** Begin Provided data **

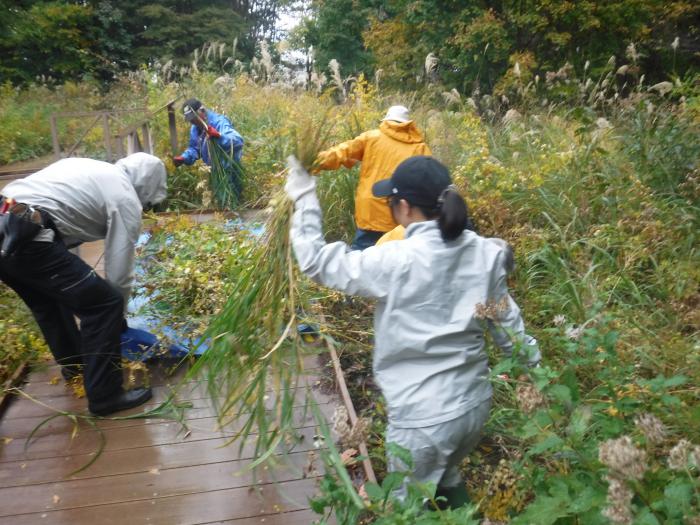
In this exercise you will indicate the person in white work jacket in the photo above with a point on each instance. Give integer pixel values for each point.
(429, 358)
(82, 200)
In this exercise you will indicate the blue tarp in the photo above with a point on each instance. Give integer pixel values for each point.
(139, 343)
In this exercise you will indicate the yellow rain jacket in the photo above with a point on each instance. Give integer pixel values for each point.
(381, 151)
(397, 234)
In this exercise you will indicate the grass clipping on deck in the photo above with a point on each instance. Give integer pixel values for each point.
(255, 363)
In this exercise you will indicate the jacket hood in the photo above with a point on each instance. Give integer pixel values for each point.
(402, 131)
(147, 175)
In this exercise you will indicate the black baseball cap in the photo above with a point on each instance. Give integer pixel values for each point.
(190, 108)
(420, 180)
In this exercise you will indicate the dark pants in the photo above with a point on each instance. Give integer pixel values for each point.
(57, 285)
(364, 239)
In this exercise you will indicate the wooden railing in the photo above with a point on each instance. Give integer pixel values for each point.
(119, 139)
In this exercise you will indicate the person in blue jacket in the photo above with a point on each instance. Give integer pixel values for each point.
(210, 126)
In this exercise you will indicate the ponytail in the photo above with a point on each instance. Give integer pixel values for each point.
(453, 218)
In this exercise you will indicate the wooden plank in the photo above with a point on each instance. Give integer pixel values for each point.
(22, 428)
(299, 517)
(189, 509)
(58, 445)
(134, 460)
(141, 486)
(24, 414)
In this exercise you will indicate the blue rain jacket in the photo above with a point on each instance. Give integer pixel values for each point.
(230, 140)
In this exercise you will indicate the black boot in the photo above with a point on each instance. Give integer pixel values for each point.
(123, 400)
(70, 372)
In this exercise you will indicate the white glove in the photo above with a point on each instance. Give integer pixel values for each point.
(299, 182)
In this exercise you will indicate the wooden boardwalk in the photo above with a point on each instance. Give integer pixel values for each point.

** End Provided data **

**Directions for this task**
Using the records above, output their complete text exactly, minus any images.

**Task solution**
In this exercise you will indicate the person in white work jacket in the photo above with a point on each instance. Give integer pixel values for each point.
(429, 358)
(82, 200)
In this exercise you will indicate the blue tarp in the photo above with a point on each instance. Give integer pixel values for each point.
(139, 343)
In this exercise you will indicate the yellow rain jacket in the photo above with a point on each instance. Give integer pixel values for each point.
(381, 151)
(397, 234)
In this exercise you will indicate the grass clipping on deck in the photo above with a point on each instance. Give integer pixel values for each point.
(255, 363)
In this exercise you will indicate the jacket hood in the photo above with a point on each instance. Give integer pixel values for each point.
(402, 131)
(147, 175)
In this exercise you will indicate the black baseball cap in the photo above with a point on each instance. Give integer pixel values for each point.
(190, 108)
(420, 180)
In this exercise you will indicate the dark pants in the photo above with a point on each instance. Give integer pixel values for each point.
(57, 285)
(364, 239)
In this exercise you will indicate the wooden railing in the photo above with a point on each instance. Give integer pixel values for each point.
(119, 139)
In this exercise you will indicate the person in blue jacket in the photo above with a point on each instance. Give integer pixel values for each point.
(210, 126)
In this exercise you will indicate the ponytail in the photo above with a point on each instance. Give integer pixel values for each point.
(453, 218)
In this exercise you will indicate the wooden plank in the photo above with a point on each instance. Give integer pixel values for each point.
(22, 428)
(299, 517)
(189, 509)
(58, 445)
(134, 460)
(141, 486)
(24, 414)
In this exercise you will indicate the blue rain jacket in the photo above with a point on each instance. Give integer pixel values for each point.
(230, 140)
In this exercise you will indicate the black boot in the photo above with a point on each instance. Give integer pixel values for each point.
(123, 400)
(70, 372)
In this exercise you will indicate the white glove in the photo above with a point on each instance. Give integer pixel values for each point.
(299, 182)
In this exercise you will indicate the wooden boardwalk in the photo above with a point on each instance. Give integer pixel values for each point.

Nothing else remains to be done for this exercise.